[Opening GIVEN RECORDS section]

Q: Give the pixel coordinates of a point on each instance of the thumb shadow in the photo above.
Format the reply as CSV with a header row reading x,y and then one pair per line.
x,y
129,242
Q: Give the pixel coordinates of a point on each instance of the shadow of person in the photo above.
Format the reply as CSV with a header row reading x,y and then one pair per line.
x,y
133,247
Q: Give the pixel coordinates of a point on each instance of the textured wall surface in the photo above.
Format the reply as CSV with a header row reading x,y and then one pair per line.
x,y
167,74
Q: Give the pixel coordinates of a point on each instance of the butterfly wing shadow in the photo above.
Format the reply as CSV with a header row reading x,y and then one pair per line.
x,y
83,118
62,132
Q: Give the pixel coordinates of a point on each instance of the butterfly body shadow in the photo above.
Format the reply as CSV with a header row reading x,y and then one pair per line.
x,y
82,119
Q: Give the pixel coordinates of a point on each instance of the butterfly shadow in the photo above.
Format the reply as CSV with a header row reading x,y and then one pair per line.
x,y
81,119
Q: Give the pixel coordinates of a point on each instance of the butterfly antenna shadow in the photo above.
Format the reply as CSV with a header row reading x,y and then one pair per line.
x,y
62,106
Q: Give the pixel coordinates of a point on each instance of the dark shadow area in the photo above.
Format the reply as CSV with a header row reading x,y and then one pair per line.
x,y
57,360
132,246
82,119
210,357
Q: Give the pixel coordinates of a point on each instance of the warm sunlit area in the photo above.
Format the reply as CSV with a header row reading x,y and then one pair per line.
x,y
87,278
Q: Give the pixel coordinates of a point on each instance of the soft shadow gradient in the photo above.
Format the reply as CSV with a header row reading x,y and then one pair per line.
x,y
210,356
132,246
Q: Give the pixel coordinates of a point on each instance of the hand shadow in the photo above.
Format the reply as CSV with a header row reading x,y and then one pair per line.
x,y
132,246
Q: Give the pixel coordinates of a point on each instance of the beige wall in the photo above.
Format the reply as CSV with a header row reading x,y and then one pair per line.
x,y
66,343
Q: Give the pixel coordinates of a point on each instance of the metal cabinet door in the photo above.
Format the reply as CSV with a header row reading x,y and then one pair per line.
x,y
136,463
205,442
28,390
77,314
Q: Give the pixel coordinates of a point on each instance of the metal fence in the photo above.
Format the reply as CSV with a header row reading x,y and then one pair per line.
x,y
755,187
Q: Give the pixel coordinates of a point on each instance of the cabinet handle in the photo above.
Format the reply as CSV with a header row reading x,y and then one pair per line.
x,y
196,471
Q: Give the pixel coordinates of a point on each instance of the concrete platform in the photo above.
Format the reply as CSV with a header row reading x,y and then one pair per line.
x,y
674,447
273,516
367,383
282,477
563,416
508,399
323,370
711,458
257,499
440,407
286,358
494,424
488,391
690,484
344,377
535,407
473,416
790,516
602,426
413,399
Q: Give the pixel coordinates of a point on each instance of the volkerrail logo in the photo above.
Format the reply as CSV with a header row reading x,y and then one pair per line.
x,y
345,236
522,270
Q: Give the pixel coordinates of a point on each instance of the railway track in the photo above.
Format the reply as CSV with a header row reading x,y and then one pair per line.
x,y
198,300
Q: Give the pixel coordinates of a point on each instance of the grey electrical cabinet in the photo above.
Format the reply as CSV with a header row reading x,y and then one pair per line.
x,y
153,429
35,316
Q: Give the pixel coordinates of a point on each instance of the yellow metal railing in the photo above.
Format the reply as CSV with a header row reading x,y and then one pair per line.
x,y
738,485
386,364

[Closing GIVEN RECORDS section]

Nothing in the records above may be left out when you repeat them exactly.

Q: Give the pixel coordinates of a point on each instance of the thumb shadow in the photo above.
Format the reply as CSV with a header row reading x,y and then one pair per line.
x,y
129,242
Q: Give the pixel coordinates of a point on each instance of the shadow of person in the photo above.
Format the reply as CSV with a header row reading x,y and then one pair per line.
x,y
133,247
Q: Give the pixel coordinates of a point on each instance of the textured wall surface in the photo above.
Format the reply as CSV with a header row reading x,y and then one pair per line.
x,y
167,74
Q: Give the pixel coordinates of a point on each instance of the butterfly wing shadow in the photo above.
Format the reply as CSV with a header row reading x,y and then one pair per line.
x,y
83,118
62,132
Q: Give the pixel coordinates of a point on each instance of the butterfly body shadow in the photo above.
Format the reply as CSV with a header row reading x,y and then one pair per line.
x,y
82,119
Q: Give the pixel coordinates of a point on each instance of the butterfly shadow in the photo above.
Format the reply as CSV with a header row reading x,y and then one pair per line.
x,y
81,119
Q: Give the pixel coordinates of a point on each instance of the butterfly antenna shadow in the photo above.
Format the reply as CSV with a header row reading x,y and then one pair per line.
x,y
62,106
Q: Give the pixel coordinates of a point on each instance of the dark shadow area in the photo above.
Format the reply as CSV with a header row reading x,y and then one pair per line.
x,y
57,360
132,246
82,119
210,357
Q: Give the pixel coordinates of a point on each instance of the warm sunlit area in the photo above.
Format the reply as CSV with a header row reading x,y and then one pair per line.
x,y
87,278
Q: Give the pixel coordinates of a point on each instance of the soft shadow gradient in the photo above.
Format the reply as CSV with a header row reading x,y and then one pair per line.
x,y
210,356
132,246
Q: Give the pixel coordinates of a point on each instance of the hand shadow in the photo above.
Format the reply as CSV with a header row reading x,y and then one pair per line.
x,y
132,246
Q: Give the pixel coordinates of a point on each instance of the beige wall in the photo above.
Format the reply as CSV with a header row reading x,y and then one pair per line.
x,y
66,343
Q: Give the pixel coordinates of a point on each instance of the metal cabinet door in the photo above.
Format the reply as CSV with a header row reading x,y and then one pair per line.
x,y
136,463
205,442
28,390
77,314
Q: Give the pixel coordinates of a point on each instance of the metal fence in the photo above.
Format the reply as CSV with a header row reading x,y and then one pair per line.
x,y
755,187
Q: Give the pixel coordinates of a point on each instance of the cabinet handle in the photo above.
Format the reply as CSV with a header row reading x,y and then one pair per line.
x,y
196,471
Q: Give the pixel coordinates of a point on each instance of the concrete platform in the photo above.
Format the reply as CSV with a header row reading x,y and then one pair per line.
x,y
674,447
273,516
367,383
282,477
563,416
508,399
323,370
711,458
257,499
440,407
286,358
494,424
488,391
690,484
344,377
535,407
473,416
790,516
602,426
413,399
Q: Give the pixel coordinates of a point on each instance of the volkerrail logo in the photo above.
Format the reply as CSV with a header row reading x,y and then one pair per line.
x,y
345,236
522,270
Q: Give the pixel coordinates of a point on each instance of the railway track in the photo above.
Format the reply as CSV with a header row reading x,y and then one pair per line.
x,y
198,300
Q: Give the pixel coordinates of a point on each instance of the grey electrical cabinet in the photo above.
Format the reply as CSV with a header row reading x,y and then one pair per line.
x,y
153,429
35,316
Q: Give the pixel coordinates of a point on each instance of the yellow metal railing in the photo above.
Format the reply as CSV with a header row reading x,y and then one pair per line.
x,y
738,485
386,364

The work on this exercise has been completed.